- **STATED PROBLEM**: Could you reproduce the listing below line for line, with the pictures left out?

- **RECORD LIST**:
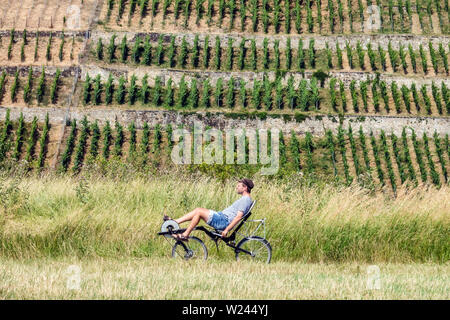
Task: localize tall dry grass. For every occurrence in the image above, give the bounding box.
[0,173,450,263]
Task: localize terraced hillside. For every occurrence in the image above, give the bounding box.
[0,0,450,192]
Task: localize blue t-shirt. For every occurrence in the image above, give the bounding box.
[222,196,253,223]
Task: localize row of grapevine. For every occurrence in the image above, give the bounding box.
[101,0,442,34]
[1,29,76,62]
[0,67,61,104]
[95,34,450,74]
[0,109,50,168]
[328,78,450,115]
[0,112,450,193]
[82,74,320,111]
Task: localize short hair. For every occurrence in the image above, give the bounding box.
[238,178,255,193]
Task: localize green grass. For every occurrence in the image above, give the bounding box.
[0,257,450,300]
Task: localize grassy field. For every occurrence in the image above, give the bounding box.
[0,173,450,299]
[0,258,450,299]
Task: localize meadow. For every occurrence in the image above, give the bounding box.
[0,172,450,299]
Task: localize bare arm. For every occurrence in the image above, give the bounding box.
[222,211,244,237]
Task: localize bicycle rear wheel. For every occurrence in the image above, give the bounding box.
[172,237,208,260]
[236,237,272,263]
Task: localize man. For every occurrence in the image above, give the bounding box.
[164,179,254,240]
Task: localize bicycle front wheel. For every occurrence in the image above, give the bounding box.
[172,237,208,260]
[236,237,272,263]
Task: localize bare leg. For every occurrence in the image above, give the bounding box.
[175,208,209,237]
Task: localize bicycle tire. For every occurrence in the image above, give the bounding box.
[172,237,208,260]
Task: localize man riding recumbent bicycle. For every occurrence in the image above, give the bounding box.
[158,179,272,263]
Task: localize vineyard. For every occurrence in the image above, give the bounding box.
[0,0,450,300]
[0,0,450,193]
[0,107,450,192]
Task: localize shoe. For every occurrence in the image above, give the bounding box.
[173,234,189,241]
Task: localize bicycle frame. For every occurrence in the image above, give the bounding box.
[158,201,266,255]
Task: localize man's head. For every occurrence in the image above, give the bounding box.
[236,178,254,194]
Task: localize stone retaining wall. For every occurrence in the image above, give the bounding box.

- **ANSWER TO THIS TASK**:
Task: localize tall dry grass. For every occurrence in the image above, give the bounding box.
[0,173,450,263]
Task: localize terraced hillside. For every occurrence in the image above, give the bounding box.
[0,0,450,192]
Task: localize blue t-shirt. For every occurrence in the image above, give the bounding box.
[222,196,253,223]
Task: localize row of grapevine. For every occurrence in the image above, give the bounding box.
[101,0,442,34]
[1,29,76,62]
[0,67,61,104]
[95,34,450,74]
[0,109,50,168]
[328,78,450,115]
[0,112,450,193]
[82,74,320,111]
Task: localize short hair. For every occurrence in the image above, give the bounding box.
[238,178,255,193]
Task: localize green grass. For every occurrence in the image above, give the bounding box.
[0,257,450,300]
Task: localize grassy field. For every occurrence in the image above, give the bounding box.
[0,173,450,299]
[0,258,450,299]
Task: localize meadow. For every occurrence in the image above, give the bounding box.
[0,172,450,299]
Task: localize bare arm. For every occurrence in the image above, give the bounding box.
[222,211,244,237]
Task: localize bicycle rear wheel. For every occurrence in the image above, give the bounding box.
[172,237,208,260]
[236,237,272,263]
Task: localize man. For every occurrence in the image above, give the bounding box.
[164,179,254,240]
Task: localize bicycle front wheel. For every occurrence in the image above, give the bounding box.
[172,237,208,260]
[236,237,272,263]
Task: localize bare leg. For every occurrence in the image above, give the bounding box.
[175,208,209,237]
Task: localize bicycle tire. For every occurrence in the image above, give the bounding box.
[172,237,208,260]
Task: localize man riding recumbent bicycle. For every occurrence in the image above, give the bounding box.
[158,179,272,263]
Task: localize vineyard. For every occurrence in the image above, give the bounding box.
[0,0,450,300]
[0,0,450,193]
[0,107,450,192]
Task: localize shoe. For every occurrence in the image above, give the bounding box.
[173,234,189,241]
Task: localize bicycle frame. For every occurrence in the image above, give the bounding box.
[158,201,266,255]
Task: localize man's head. For every occurrence in the image above, give the bounding box.
[236,178,254,194]
Task: localize stone retaining wall. For every occurrence in the image above, give the bounding box.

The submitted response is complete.